*Input material*
Start of Block
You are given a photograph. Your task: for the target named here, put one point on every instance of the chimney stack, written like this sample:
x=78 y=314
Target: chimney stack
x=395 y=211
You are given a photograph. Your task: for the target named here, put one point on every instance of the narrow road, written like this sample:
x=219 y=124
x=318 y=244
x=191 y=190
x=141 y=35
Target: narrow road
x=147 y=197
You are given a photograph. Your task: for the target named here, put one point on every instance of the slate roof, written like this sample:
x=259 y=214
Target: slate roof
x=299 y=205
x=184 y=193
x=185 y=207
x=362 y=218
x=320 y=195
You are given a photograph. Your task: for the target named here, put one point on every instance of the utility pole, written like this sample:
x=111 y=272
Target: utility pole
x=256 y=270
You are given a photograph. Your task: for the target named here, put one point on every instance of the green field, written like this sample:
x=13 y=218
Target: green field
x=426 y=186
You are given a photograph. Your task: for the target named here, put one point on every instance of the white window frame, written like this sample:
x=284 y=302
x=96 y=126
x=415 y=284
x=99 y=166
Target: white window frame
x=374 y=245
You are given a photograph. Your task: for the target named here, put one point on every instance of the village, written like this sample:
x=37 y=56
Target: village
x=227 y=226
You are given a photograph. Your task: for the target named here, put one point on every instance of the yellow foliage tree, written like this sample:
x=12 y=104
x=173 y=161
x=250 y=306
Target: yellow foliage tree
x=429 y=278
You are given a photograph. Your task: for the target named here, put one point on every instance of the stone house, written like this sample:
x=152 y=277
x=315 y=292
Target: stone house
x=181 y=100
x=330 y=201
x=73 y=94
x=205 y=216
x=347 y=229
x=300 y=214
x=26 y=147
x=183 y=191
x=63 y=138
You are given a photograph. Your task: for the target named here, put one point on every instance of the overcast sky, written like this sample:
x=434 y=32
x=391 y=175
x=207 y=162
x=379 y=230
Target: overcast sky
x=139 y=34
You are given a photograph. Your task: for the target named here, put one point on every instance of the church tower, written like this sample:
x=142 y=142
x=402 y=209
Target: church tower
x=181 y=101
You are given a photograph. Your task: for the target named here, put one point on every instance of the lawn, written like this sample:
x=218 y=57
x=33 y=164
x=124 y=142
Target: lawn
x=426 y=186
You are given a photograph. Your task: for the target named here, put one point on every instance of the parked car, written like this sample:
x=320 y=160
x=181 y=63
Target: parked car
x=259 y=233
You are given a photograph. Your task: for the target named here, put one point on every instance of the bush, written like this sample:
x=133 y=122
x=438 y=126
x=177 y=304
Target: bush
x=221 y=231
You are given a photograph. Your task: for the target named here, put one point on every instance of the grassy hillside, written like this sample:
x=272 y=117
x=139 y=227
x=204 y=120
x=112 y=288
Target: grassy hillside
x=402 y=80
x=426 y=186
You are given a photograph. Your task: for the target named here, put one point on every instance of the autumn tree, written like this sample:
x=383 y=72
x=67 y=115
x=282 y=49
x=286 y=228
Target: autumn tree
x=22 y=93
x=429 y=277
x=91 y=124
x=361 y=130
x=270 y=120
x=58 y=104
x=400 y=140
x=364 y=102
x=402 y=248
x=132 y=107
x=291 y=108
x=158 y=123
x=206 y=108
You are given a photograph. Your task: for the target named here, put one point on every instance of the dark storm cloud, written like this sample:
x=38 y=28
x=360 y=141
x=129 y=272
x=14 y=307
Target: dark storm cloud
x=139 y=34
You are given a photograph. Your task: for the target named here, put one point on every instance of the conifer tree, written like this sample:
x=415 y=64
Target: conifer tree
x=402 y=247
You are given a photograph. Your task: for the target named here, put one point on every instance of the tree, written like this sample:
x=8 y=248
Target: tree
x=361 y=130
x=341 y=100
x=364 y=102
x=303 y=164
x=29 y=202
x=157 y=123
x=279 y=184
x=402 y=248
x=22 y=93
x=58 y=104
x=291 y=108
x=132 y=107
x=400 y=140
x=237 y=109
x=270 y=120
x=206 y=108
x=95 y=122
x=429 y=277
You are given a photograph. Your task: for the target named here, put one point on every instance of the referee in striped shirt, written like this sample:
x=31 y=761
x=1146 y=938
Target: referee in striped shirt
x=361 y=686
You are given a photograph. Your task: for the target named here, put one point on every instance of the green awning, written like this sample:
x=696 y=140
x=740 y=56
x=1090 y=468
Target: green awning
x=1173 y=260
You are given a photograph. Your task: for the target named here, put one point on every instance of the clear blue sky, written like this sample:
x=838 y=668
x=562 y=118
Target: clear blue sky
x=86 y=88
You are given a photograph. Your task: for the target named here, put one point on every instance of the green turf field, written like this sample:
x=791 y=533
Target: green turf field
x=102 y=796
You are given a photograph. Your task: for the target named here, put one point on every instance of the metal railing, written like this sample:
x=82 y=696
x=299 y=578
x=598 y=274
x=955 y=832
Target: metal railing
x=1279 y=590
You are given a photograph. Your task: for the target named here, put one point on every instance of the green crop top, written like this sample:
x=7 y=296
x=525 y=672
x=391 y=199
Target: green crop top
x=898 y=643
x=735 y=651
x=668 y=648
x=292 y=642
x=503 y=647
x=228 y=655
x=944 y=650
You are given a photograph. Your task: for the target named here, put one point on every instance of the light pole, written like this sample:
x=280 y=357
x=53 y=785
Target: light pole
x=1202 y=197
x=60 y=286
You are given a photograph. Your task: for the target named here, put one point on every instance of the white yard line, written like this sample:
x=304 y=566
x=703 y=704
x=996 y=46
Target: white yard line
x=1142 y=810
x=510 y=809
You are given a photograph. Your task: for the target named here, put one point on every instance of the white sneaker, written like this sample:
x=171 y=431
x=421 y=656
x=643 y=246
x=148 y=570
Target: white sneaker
End of Block
*Work required*
The response must give every line from the material above that holds the string "sneaker".

*Problem solution*
You are given a photograph. Your task: for the target named here, put one point on every instance of the white sneaker, written like this sample:
Target: white sneaker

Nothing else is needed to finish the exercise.